**Kutipan dokumen**

Salah satu tujuan dari perkawinan adalah
membentuk sebuah keluarga dimana menurut J.J. Bachofen tentang teori
keluarganya, di seluruh dunia keluarga manusia terbentuk dan berkembang melalui
empat tingkat evolusi.
Tingkat evolusi pertama adalah promiscuitas
dalam tingkat evolusi pertama ini manusia hidup berkelompok seperti kawanan
binatang yang berkelompok pula dimana ia juga bebas berhubungan seksual secara
bebas dengan siapa saja tanpa adannya ikatan. Tingkat evolusi kedua adalah matriacate, Seiring berjalannya waktu,
manusia sadar akan hubungan wanita dengan anak yang dilahirkannya, anak-anak
ini lebih mempunyai hubungan dekat dengan ibunya namun tidak mengenal ayahnya. Karena
ibulah yang paling mempunyai andil dalam anakya inilah kemudian timbullah
sebuah keluarga inti dimana ibu yang menjadi kepala keluarga, perkawinan antara
ibu dan anak laki-lakipun dihindari dan demikian timbul perkawinan eksogami.

**Instruksi 1**
Menurut kutipan dokumen, apa nama tingkat evolusi pertama keluarga manusia dalam teori J.J. Bachofen?
Kutipan dokumen dan catatan diambil dari sumber yang berbeda.

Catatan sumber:
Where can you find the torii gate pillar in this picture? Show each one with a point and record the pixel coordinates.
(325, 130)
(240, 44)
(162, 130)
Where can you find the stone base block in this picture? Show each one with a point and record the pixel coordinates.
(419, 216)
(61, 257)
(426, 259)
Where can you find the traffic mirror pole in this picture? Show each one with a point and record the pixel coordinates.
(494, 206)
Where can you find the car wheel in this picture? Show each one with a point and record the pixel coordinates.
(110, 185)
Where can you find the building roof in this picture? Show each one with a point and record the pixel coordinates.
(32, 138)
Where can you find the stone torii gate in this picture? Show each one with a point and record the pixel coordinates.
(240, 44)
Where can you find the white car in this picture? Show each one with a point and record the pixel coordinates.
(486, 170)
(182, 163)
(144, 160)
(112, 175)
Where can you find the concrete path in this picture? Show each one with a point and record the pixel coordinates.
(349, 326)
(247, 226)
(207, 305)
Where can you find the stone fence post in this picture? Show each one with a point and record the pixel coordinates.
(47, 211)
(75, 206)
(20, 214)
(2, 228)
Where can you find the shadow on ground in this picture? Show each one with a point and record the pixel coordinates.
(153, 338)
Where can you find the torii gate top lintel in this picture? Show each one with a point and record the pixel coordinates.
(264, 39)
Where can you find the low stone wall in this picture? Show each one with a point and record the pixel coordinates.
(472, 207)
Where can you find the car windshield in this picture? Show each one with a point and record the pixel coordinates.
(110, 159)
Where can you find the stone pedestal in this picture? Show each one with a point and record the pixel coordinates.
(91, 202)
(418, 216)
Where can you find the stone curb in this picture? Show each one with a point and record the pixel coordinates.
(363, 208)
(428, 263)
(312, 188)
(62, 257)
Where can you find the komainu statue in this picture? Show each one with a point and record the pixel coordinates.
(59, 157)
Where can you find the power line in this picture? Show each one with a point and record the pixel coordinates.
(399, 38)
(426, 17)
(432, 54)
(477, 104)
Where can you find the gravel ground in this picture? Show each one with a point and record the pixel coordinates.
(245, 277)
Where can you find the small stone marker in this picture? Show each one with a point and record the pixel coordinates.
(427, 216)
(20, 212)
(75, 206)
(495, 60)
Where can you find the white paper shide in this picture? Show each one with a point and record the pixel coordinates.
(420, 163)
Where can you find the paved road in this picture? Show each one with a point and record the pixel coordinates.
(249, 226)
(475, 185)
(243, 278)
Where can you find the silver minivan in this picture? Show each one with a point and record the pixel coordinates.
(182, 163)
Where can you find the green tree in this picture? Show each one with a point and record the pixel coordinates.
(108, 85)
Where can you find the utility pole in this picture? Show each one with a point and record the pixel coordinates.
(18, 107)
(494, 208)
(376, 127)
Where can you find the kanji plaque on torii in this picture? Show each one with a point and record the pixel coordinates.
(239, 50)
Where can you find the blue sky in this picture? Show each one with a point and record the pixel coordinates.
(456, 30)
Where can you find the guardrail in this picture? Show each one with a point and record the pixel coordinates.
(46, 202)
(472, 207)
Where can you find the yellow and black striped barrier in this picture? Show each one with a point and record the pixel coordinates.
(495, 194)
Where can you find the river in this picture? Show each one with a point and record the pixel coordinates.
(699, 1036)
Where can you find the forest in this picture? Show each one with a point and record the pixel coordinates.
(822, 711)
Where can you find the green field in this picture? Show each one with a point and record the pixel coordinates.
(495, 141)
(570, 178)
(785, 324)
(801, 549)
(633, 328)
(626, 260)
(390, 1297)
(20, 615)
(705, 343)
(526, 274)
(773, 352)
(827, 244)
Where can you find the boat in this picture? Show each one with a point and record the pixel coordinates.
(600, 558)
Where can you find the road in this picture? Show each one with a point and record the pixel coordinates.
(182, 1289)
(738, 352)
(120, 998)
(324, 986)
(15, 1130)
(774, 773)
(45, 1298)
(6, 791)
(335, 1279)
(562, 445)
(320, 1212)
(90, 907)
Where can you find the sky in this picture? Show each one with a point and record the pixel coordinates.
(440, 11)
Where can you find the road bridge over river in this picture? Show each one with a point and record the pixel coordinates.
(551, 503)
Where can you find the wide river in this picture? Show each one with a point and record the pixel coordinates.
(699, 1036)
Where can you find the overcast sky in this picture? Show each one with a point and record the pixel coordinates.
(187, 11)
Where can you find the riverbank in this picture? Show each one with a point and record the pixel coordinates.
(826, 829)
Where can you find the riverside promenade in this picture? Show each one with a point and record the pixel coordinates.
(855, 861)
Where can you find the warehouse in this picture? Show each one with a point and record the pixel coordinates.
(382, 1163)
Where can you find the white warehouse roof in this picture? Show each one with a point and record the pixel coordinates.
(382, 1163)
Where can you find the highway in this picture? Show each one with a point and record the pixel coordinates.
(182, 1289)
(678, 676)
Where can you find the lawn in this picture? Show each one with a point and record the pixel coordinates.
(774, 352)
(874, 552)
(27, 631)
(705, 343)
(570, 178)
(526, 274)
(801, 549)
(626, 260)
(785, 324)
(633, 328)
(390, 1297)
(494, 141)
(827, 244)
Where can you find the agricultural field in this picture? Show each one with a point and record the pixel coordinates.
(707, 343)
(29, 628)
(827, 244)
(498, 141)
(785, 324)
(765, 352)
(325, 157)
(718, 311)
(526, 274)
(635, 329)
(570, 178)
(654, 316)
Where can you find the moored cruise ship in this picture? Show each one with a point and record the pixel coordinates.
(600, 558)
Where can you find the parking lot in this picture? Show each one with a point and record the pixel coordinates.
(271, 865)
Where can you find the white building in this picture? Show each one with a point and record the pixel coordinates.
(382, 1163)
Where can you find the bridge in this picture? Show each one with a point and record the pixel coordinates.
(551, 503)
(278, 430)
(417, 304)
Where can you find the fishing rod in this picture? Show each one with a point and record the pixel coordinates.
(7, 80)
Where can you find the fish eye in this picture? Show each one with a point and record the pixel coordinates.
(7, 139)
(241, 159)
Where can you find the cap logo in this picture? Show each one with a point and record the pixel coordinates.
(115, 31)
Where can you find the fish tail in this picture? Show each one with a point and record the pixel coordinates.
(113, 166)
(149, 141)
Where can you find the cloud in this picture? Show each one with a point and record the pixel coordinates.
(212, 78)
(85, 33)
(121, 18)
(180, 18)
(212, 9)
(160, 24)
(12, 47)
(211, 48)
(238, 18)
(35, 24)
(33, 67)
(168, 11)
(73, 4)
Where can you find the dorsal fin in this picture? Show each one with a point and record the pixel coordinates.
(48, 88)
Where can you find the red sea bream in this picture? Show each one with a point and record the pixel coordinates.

**Instruksi 2**
Salin ulang baris-baris catatan mulai dari baris yang memuat "Where can you find the highway" sampai akhir catatan, kedua ujungnya ikut disalin.

**Jawaban benar 1**
Promiscuitas.

**Jawaban benar 2**
Where can you find the highway in this picture? Show each one with a point and record the pixel coordinates.
(182, 1289)
(678, 676)
Where can you find the lawn in this picture? Show each one with a point and record the pixel coordinates.
(774, 352)
(874, 552)
(27, 631)
(705, 343)
(570, 178)
(526, 274)
(801, 549)
(626, 260)
(785, 324)
(633, 328)
(390, 1297)
(494, 141)
(827, 244)
Where can you find the agricultural field in this picture? Show each one with a point and record the pixel coordinates.
(707, 343)
(29, 628)
(827, 244)
(498, 141)
(785, 324)
(765, 352)
(325, 157)
(718, 311)
(526, 274)
(635, 329)
(570, 178)
(654, 316)
Where can you find the moored cruise ship in this picture? Show each one with a point and record the pixel coordinates.
(600, 558)
Where can you find the parking lot in this picture? Show each one with a point and record the pixel coordinates.
(271, 865)
Where can you find the white building in this picture? Show each one with a point and record the pixel coordinates.
(382, 1163)
Where can you find the bridge in this picture? Show each one with a point and record the pixel coordinates.
(551, 503)
(278, 430)
(417, 304)
Where can you find the fishing rod in this picture? Show each one with a point and record the pixel coordinates.
(7, 80)
Where can you find the fish eye in this picture? Show each one with a point and record the pixel coordinates.
(7, 139)
(241, 159)
Where can you find the cap logo in this picture? Show each one with a point and record the pixel coordinates.
(115, 31)
Where can you find the fish tail in this picture? Show each one with a point and record the pixel coordinates.
(113, 166)
(149, 141)
Where can you find the cloud in this picture? Show each one with a point and record the pixel coordinates.
(212, 78)
(85, 33)
(121, 18)
(180, 18)
(212, 9)
(160, 24)
(12, 47)
(211, 48)
(238, 18)
(35, 24)
(33, 67)
(168, 11)
(73, 4)
Where can you find the dorsal fin in this picture? Show each one with a point and record the pixel coordinates.
(48, 88)
Where can you find the red sea bream in this picture? Show each one with a point and record the pixel coordinates.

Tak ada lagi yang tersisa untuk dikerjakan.